* **TREŚĆ ZADANIA**
Pokaż każdy wiersz z poniższych zapisów, w którym pojawia się słowo „right”.

* **DANE WEJŚCIOWE**
"""

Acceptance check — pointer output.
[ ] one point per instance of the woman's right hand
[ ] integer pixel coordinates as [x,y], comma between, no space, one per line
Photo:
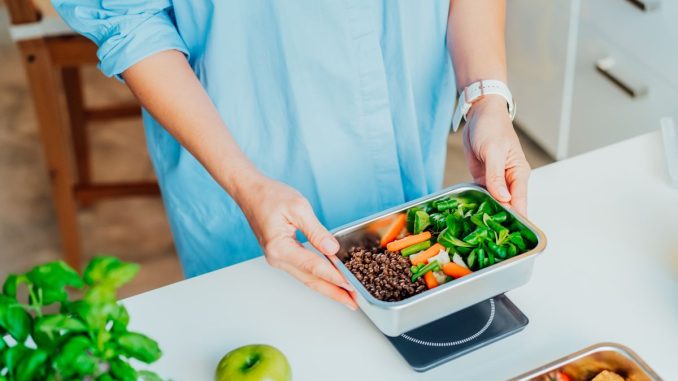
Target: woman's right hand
[275,212]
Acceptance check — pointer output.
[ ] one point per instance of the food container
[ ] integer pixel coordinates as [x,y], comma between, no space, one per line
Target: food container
[395,318]
[587,363]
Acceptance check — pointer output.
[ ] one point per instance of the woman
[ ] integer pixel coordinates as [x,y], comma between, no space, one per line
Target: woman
[264,118]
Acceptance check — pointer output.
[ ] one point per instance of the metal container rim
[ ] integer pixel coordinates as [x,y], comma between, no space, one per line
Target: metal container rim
[458,188]
[588,351]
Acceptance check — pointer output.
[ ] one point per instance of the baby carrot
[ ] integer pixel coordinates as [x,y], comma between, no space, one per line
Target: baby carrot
[430,280]
[408,241]
[430,252]
[455,271]
[394,229]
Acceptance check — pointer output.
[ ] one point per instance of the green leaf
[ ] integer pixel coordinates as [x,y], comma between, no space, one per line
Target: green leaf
[110,270]
[122,371]
[421,221]
[17,322]
[139,346]
[500,217]
[438,222]
[32,366]
[147,375]
[76,358]
[56,324]
[502,236]
[529,236]
[13,357]
[499,251]
[448,240]
[410,217]
[12,283]
[445,204]
[54,275]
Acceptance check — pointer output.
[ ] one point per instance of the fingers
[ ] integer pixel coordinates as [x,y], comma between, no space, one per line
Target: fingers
[290,252]
[323,287]
[304,218]
[518,180]
[495,178]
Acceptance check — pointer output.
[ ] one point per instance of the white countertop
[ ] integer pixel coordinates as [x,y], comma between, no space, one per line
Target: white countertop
[610,273]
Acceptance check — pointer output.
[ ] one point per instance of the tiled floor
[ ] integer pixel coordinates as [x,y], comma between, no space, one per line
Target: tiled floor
[134,229]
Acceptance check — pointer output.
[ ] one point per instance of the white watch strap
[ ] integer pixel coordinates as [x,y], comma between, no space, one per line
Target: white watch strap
[476,91]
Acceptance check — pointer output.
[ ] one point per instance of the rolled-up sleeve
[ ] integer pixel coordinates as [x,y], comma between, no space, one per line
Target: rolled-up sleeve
[126,31]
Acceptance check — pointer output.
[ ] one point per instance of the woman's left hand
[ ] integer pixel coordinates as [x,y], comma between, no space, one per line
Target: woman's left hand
[493,152]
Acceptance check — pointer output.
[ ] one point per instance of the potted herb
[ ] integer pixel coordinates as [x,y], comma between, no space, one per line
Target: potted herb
[50,335]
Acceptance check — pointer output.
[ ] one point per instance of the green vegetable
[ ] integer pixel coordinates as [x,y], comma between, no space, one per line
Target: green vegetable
[448,240]
[409,220]
[499,251]
[438,222]
[432,266]
[475,226]
[445,204]
[421,221]
[417,247]
[478,236]
[83,338]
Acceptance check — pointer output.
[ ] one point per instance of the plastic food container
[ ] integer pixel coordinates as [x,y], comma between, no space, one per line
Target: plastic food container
[587,363]
[395,318]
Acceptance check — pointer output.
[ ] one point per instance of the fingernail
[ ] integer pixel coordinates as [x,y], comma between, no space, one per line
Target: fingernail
[329,245]
[504,193]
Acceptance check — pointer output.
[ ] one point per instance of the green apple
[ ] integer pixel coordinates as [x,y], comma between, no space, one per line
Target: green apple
[258,362]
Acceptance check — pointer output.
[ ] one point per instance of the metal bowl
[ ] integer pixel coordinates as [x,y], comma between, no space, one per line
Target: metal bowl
[395,318]
[587,363]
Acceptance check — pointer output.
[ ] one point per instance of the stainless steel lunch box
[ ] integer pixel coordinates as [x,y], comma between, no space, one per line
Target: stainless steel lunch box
[588,362]
[395,318]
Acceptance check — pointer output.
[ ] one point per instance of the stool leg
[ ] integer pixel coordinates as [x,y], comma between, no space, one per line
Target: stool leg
[45,92]
[70,77]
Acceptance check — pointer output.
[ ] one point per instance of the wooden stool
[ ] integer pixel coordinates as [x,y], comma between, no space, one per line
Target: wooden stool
[52,56]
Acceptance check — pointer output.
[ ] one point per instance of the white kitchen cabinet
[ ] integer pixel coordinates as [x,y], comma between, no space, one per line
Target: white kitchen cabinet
[565,103]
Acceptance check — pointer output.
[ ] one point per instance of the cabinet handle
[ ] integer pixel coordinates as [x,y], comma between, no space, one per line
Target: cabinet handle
[646,5]
[609,69]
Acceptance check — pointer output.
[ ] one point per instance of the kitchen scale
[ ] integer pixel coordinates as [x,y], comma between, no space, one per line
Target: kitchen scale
[459,333]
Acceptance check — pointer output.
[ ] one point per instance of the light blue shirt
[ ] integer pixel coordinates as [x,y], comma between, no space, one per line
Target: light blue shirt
[349,102]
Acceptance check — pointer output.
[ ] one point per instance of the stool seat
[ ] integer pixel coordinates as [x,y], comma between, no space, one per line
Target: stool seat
[53,56]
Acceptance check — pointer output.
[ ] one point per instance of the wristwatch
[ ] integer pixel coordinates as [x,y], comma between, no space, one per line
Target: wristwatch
[476,91]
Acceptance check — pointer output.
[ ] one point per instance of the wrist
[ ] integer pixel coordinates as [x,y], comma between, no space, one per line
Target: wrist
[491,103]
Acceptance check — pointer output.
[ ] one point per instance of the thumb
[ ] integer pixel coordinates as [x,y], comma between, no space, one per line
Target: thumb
[495,178]
[315,232]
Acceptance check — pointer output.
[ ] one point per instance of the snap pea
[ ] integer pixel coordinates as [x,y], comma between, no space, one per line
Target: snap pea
[477,236]
[448,240]
[417,247]
[481,258]
[499,251]
[500,217]
[410,217]
[443,205]
[421,221]
[438,222]
[471,260]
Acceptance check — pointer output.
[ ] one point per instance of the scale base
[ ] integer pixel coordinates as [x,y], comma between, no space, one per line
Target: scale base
[467,330]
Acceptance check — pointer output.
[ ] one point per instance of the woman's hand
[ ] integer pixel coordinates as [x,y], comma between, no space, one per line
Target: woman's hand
[275,212]
[493,152]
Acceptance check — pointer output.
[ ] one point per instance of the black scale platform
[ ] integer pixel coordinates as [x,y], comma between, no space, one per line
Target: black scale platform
[460,333]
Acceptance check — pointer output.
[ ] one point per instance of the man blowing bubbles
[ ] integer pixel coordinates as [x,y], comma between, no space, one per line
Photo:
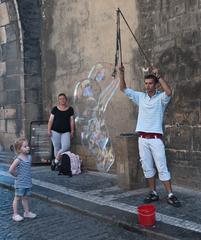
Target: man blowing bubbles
[151,108]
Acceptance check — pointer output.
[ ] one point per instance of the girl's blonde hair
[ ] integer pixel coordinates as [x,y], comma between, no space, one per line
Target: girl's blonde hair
[18,144]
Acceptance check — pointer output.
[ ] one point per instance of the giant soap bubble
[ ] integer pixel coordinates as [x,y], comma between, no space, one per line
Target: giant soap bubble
[91,97]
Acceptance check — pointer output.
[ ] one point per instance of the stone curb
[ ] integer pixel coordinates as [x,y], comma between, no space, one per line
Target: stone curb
[146,232]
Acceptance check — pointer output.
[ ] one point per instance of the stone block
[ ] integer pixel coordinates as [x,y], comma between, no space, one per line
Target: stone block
[2,113]
[4,19]
[2,125]
[13,96]
[196,139]
[12,67]
[12,52]
[3,52]
[129,171]
[10,126]
[32,67]
[11,31]
[2,35]
[2,68]
[12,82]
[3,98]
[10,113]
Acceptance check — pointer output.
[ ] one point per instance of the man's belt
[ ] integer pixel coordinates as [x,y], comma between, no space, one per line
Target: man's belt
[150,135]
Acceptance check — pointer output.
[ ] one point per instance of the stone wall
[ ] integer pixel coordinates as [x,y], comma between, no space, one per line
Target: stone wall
[11,75]
[20,69]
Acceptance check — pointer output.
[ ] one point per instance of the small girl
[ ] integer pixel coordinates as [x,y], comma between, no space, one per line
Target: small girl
[21,170]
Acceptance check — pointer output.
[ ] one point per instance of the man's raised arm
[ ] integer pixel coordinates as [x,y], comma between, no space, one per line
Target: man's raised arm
[122,84]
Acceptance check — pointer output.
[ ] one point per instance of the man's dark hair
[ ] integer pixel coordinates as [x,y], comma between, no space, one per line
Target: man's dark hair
[151,76]
[64,95]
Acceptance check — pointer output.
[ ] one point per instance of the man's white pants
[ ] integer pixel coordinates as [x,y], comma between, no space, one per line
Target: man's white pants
[152,157]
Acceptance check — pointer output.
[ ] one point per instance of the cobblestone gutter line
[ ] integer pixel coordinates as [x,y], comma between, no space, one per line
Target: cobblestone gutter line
[187,225]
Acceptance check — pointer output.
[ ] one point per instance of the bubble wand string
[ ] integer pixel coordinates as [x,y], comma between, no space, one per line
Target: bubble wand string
[119,39]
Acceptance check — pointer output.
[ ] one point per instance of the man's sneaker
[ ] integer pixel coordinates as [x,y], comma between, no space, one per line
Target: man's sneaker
[17,218]
[151,197]
[29,215]
[172,200]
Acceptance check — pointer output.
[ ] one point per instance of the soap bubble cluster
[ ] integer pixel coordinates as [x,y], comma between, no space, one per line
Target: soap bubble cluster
[91,97]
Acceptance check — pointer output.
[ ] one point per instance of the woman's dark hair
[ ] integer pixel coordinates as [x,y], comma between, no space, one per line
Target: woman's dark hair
[151,76]
[64,95]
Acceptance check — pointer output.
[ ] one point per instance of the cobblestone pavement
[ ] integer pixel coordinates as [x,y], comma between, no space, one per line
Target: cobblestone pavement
[55,223]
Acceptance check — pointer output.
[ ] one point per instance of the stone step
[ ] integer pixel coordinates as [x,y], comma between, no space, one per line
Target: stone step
[7,156]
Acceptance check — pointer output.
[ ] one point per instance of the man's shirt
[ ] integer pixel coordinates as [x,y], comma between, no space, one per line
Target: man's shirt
[151,110]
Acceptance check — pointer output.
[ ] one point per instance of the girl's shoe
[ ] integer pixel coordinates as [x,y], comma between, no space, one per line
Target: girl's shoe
[29,215]
[17,218]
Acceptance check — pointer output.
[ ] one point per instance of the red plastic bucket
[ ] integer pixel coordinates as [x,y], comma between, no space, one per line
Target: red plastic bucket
[146,215]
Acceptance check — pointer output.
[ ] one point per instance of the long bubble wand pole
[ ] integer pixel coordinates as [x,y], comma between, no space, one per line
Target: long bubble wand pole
[141,49]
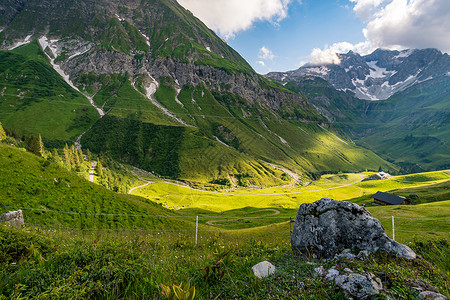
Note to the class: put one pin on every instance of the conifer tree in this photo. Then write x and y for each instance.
(67, 158)
(99, 169)
(41, 147)
(80, 156)
(89, 155)
(2, 132)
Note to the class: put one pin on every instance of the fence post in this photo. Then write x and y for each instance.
(196, 231)
(393, 228)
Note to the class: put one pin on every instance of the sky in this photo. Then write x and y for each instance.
(281, 35)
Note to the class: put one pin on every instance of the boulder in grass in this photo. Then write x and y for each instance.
(359, 286)
(13, 218)
(327, 227)
(263, 269)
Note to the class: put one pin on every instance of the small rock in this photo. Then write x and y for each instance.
(263, 269)
(421, 285)
(360, 286)
(13, 218)
(363, 254)
(431, 296)
(319, 272)
(332, 274)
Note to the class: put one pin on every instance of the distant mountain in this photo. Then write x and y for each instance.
(411, 128)
(376, 76)
(147, 82)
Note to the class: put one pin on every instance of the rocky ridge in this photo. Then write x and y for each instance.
(376, 76)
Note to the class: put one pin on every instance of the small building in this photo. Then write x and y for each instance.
(381, 198)
(379, 176)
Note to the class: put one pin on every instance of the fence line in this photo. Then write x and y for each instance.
(222, 217)
(131, 215)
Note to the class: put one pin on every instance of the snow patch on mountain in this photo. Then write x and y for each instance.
(50, 44)
(27, 40)
(376, 71)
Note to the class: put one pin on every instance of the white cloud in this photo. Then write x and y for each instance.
(227, 17)
(265, 53)
(403, 24)
(329, 55)
(394, 24)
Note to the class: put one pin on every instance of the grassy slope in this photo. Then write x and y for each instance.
(411, 127)
(28, 181)
(330, 186)
(415, 126)
(36, 100)
(255, 132)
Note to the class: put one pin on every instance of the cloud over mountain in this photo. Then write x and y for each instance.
(395, 25)
(228, 17)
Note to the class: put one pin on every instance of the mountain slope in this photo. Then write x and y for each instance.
(376, 76)
(32, 182)
(172, 97)
(411, 128)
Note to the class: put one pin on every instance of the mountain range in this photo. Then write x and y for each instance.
(379, 75)
(151, 85)
(396, 103)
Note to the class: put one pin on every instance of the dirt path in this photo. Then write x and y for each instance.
(141, 186)
(251, 195)
(92, 171)
(274, 213)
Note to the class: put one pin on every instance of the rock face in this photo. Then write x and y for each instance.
(360, 286)
(326, 227)
(431, 296)
(13, 218)
(263, 269)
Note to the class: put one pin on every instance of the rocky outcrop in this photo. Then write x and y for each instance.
(428, 295)
(360, 286)
(327, 227)
(12, 218)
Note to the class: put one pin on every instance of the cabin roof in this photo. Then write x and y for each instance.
(389, 198)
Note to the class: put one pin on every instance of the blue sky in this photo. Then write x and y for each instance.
(312, 24)
(280, 35)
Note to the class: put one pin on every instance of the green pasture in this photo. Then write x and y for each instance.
(338, 187)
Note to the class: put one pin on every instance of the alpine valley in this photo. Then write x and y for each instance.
(396, 103)
(150, 85)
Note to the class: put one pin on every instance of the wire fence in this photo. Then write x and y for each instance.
(213, 223)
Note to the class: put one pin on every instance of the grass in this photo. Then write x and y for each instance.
(52, 264)
(332, 186)
(122, 254)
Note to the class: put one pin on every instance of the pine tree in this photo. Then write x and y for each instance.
(41, 147)
(99, 169)
(89, 155)
(80, 156)
(2, 132)
(74, 156)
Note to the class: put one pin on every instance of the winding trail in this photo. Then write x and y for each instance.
(274, 213)
(250, 195)
(92, 171)
(141, 186)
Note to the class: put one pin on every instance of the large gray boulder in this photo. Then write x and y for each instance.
(263, 269)
(12, 218)
(326, 227)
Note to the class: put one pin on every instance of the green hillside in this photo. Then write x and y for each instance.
(32, 182)
(410, 129)
(178, 100)
(34, 99)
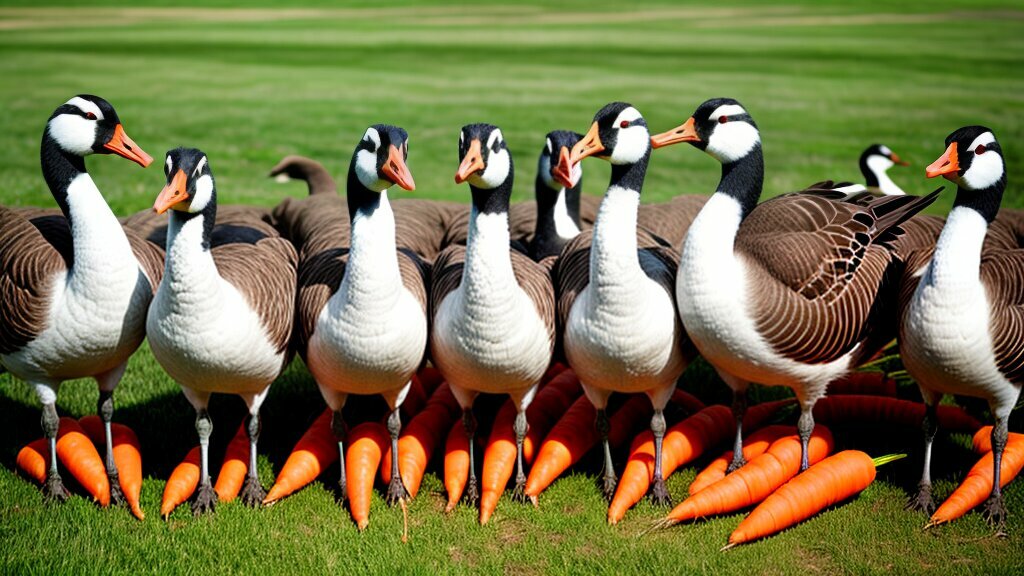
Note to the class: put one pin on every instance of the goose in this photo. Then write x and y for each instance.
(222, 316)
(493, 309)
(74, 288)
(616, 304)
(363, 315)
(795, 291)
(875, 163)
(962, 330)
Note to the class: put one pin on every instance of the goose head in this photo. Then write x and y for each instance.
(189, 186)
(88, 124)
(617, 134)
(722, 127)
(379, 160)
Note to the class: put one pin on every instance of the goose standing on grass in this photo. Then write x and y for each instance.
(875, 164)
(363, 315)
(621, 329)
(795, 291)
(963, 330)
(74, 290)
(493, 307)
(222, 317)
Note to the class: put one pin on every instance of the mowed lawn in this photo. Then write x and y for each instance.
(248, 86)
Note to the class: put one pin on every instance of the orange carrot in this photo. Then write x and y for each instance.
(236, 466)
(682, 443)
(420, 437)
(866, 383)
(983, 440)
(33, 459)
(316, 450)
(830, 481)
(367, 443)
(456, 464)
(80, 457)
(756, 481)
(978, 484)
(127, 457)
(754, 445)
(860, 409)
(181, 484)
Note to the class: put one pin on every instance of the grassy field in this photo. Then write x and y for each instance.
(250, 85)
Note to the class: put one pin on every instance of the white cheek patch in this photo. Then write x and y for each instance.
(86, 106)
(204, 192)
(74, 133)
(732, 140)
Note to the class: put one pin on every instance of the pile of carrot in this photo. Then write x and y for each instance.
(978, 484)
(755, 481)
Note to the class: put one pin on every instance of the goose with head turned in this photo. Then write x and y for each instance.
(794, 291)
(962, 329)
(74, 289)
(363, 313)
(615, 289)
(221, 319)
(493, 307)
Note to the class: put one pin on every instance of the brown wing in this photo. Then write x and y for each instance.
(1003, 276)
(261, 265)
(822, 274)
(30, 255)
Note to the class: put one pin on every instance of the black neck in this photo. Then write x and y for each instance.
(743, 179)
(59, 168)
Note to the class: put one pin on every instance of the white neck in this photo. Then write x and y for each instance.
(957, 252)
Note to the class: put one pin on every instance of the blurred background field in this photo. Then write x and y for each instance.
(249, 85)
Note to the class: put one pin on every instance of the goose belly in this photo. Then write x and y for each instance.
(491, 348)
(212, 344)
(91, 327)
(368, 351)
(630, 344)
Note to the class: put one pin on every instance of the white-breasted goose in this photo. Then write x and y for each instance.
(875, 164)
(74, 289)
(615, 289)
(363, 312)
(795, 291)
(963, 329)
(221, 319)
(493, 307)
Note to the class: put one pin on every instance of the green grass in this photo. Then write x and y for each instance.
(249, 86)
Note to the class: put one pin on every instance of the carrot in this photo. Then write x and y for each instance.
(367, 443)
(982, 440)
(236, 465)
(865, 383)
(127, 457)
(756, 481)
(754, 445)
(33, 459)
(978, 484)
(80, 457)
(181, 484)
(682, 443)
(420, 437)
(830, 481)
(316, 450)
(456, 464)
(859, 409)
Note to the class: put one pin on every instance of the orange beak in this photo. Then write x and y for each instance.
(396, 170)
(172, 194)
(686, 132)
(121, 145)
(946, 164)
(471, 163)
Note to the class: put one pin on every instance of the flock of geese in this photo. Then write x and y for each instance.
(794, 291)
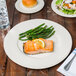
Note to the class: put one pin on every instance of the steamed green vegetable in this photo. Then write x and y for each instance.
(60, 6)
(40, 31)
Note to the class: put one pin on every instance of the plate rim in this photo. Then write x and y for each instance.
(18, 9)
(53, 6)
(46, 66)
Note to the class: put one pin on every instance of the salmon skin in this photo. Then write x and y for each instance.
(30, 47)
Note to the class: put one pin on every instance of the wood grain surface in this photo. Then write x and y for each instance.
(8, 67)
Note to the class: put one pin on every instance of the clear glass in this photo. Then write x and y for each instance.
(4, 20)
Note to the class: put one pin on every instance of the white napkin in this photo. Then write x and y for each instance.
(72, 69)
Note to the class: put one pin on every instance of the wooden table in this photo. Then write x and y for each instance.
(8, 67)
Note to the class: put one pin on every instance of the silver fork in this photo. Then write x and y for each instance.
(68, 65)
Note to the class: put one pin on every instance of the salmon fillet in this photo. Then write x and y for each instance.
(30, 47)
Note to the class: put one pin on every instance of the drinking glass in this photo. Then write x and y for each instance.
(4, 20)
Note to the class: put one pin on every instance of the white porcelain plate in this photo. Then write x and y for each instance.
(19, 6)
(14, 47)
(54, 8)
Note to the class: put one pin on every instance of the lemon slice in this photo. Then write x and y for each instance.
(40, 42)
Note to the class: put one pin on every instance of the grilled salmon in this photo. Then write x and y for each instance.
(38, 46)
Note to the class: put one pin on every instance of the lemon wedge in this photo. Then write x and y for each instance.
(40, 42)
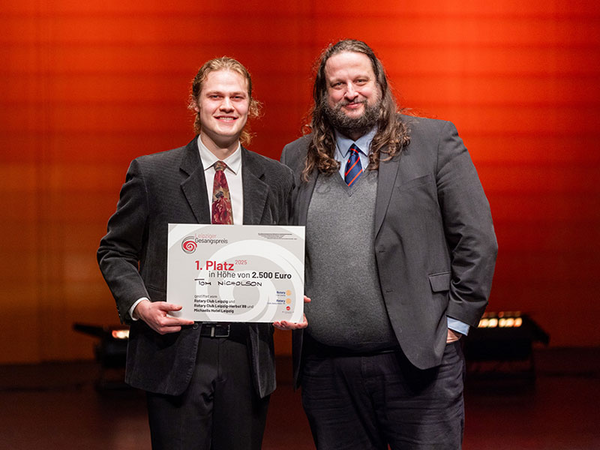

"""

* **WYNIK ZADANIA**
[ ] one point per instance of the woman's right hand
Target: woman's right hand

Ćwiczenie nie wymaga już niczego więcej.